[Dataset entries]
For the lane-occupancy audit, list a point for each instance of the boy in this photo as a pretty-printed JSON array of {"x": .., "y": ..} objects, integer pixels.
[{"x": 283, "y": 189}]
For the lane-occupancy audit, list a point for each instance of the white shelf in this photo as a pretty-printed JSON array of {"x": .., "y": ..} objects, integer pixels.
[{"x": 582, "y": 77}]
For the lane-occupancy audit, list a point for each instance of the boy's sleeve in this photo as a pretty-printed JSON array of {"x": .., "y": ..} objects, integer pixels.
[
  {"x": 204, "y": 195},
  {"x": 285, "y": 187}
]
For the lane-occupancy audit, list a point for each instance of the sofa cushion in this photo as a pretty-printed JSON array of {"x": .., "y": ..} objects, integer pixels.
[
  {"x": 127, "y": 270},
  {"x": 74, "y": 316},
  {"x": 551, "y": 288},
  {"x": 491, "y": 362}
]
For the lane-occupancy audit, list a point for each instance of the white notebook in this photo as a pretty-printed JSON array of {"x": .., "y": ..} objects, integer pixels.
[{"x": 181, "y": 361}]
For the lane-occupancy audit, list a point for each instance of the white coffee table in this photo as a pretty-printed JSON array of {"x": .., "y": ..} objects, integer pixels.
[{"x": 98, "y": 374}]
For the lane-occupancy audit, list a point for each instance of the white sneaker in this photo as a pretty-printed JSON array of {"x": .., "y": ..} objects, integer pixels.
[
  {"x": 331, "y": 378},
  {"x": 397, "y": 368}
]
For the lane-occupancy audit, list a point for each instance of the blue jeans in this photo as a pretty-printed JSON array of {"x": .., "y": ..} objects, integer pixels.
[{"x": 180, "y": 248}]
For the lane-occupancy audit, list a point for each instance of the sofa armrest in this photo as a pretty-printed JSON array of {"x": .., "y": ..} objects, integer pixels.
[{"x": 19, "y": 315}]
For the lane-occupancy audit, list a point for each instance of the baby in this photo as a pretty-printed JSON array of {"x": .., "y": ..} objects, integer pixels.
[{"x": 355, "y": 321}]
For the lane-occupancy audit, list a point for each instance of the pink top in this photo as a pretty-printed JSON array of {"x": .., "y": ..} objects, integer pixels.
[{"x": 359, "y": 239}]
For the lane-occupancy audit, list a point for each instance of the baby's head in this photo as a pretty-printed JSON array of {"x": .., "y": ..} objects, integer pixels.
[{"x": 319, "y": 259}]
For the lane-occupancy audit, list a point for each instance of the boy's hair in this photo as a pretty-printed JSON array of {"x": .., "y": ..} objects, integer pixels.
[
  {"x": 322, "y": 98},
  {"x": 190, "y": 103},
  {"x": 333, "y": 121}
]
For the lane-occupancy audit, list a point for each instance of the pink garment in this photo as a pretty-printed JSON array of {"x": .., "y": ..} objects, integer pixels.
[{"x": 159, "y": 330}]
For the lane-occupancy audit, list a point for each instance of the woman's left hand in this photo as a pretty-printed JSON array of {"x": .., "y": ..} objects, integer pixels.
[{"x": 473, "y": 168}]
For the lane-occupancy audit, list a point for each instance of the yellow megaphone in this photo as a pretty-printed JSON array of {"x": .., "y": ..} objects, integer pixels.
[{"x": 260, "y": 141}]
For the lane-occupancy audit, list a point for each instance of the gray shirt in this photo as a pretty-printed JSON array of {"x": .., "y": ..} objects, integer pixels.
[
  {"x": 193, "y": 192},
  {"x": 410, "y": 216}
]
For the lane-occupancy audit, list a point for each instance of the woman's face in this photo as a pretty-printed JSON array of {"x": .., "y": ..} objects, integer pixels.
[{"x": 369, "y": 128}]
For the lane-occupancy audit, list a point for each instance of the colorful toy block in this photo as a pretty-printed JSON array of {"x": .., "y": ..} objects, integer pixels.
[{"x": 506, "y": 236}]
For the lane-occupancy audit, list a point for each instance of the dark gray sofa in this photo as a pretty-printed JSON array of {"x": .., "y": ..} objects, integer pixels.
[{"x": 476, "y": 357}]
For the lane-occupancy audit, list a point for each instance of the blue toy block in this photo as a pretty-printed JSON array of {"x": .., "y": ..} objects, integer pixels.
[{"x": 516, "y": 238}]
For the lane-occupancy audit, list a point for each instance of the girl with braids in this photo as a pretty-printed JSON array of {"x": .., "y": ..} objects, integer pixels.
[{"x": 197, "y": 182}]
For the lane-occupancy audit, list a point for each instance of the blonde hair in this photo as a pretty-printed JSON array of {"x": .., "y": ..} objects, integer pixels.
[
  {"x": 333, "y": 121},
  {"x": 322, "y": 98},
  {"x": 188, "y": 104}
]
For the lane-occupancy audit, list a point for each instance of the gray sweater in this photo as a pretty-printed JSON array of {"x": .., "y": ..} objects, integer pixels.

The task:
Write out the records shown above, exactly as they appear.

Answer:
For the lane-occupancy audit, list a point for each instance of the boy in this photo as a pretty-printed JSON array of {"x": .., "y": ..} objects, integer pixels.
[{"x": 283, "y": 189}]
For the lane-occupancy audit, list a point for each instance of the white shelf in this photo as a pretty-printed JSON array of {"x": .., "y": ..} objects, integer pixels.
[{"x": 582, "y": 77}]
For the lane-occupancy audit, list a point for each instance of the boy's sleeve in this photo as a pretty-printed JSON array of {"x": .., "y": ..} objects, integer pixels.
[
  {"x": 204, "y": 195},
  {"x": 285, "y": 187}
]
For the lane-occupancy audit, list a point for each instance of the sofa cushion in this photo as a pretty-printed JSON array of {"x": .., "y": ..} objects, integer pixels.
[
  {"x": 127, "y": 270},
  {"x": 74, "y": 316},
  {"x": 551, "y": 288},
  {"x": 491, "y": 362}
]
For the lane-occupancy audit, list a point for each instance of the white notebook in this photo as a pretty-printed JSON array of {"x": .., "y": ..} objects, integer pixels.
[{"x": 181, "y": 361}]
For the lane-occupancy audit, list a point for each instance of the white coffee table in this photo as a pretty-printed JSON array of {"x": .., "y": ..} objects, integer pixels.
[{"x": 98, "y": 374}]
For the lane-occupancy audit, list a point for each instance of the white sneaker in this photo as a pretty-printed JSON array of {"x": .., "y": ..} objects, integer pixels.
[
  {"x": 331, "y": 378},
  {"x": 397, "y": 368}
]
For the lane-occupancy audit, list a point for each instance of the blue jeans in this photo as a pretty-printed JSON array of {"x": .., "y": ..} objects, integer pixels.
[{"x": 180, "y": 248}]
For the lane-occupancy audit, list a point for each instance of the sofa armrest in this photo as a pretty-printed JSON array of {"x": .., "y": ..} objects, integer pixels.
[{"x": 19, "y": 315}]
For the lane-occupancy audit, list a point for each instance of the baby in this photo as a pretty-printed JSON array of {"x": .., "y": ..} objects, integer pixels.
[{"x": 355, "y": 321}]
For the lane-occupancy audit, list a point for each instance of the pink top in this photo as a pretty-printed JSON array of {"x": .., "y": ..} objects, integer pixels.
[{"x": 359, "y": 239}]
For the lane-occupancy audit, list a point for each instance of the baby's head in this photo as a pretty-printed JSON array of {"x": .., "y": ..} objects, integer pixels.
[{"x": 319, "y": 259}]
For the lane-occupancy audit, list a point for each instance of the boy's hair in this photo as a pretty-printed JSON array of {"x": .., "y": ..} objects, integer pixels.
[
  {"x": 322, "y": 98},
  {"x": 190, "y": 103},
  {"x": 333, "y": 121}
]
For the lane-occupancy audit, list a point for each instance of the pink garment in this photo as a pretty-printed JSON array of {"x": .., "y": ..} objects, integer pixels.
[{"x": 159, "y": 330}]
For the lane-occupancy audit, list a point for each instance of the woman's left hand in this photo as a pretty-printed JSON array of {"x": .., "y": ..} objects, integer pixels.
[{"x": 473, "y": 168}]
For the lane-occupancy audit, list a point for each instance of the yellow megaphone in this photo as a pretty-printed JSON array of {"x": .., "y": ..} objects, integer pixels.
[{"x": 260, "y": 141}]
For the lane-occupancy audit, list a point for each instance of the gray shirt in this photo as a pretty-printed JSON array of {"x": .., "y": ..} objects, integer pixels.
[
  {"x": 193, "y": 192},
  {"x": 410, "y": 216}
]
For the lane-occupancy audit, list a point for each instance of the woman's face in this photo as a pretty-printed JSON array of {"x": .., "y": ..} objects, integer pixels.
[{"x": 369, "y": 128}]
For the lane-occupancy audit, list a point for each instance of the colorful toy block in this photo as a pretty-printed JSON array of {"x": .., "y": ..} objects, integer pixels.
[{"x": 506, "y": 236}]
For the lane-occupancy audit, list a point for each instance of the dark gray sofa in this photo as a pretty-printed JSON array of {"x": .., "y": ..} objects, integer pixels.
[{"x": 476, "y": 357}]
For the lane-occupancy audit, list a point for each instance of the blue toy block in this photo as a pretty-printed JSON array of {"x": .., "y": ..} objects, integer pixels.
[{"x": 516, "y": 238}]
For the lane-occupancy audit, list a point for each instance of the girl with braids in this photo as a pretty-printed JSON array of {"x": .., "y": ..} objects, integer pixels.
[{"x": 197, "y": 182}]
For the lane-occupancy audit, list a point for each instance of the blonde hair in this photo as a pretty-printed JSON array of {"x": .., "y": ..} objects, integer pixels.
[
  {"x": 333, "y": 121},
  {"x": 322, "y": 98},
  {"x": 188, "y": 104}
]
For the lane-occupancy audit, list a point for each instance of the gray sweater in this photo as a pretty-printed JSON array of {"x": .., "y": ..} objects, integer pixels.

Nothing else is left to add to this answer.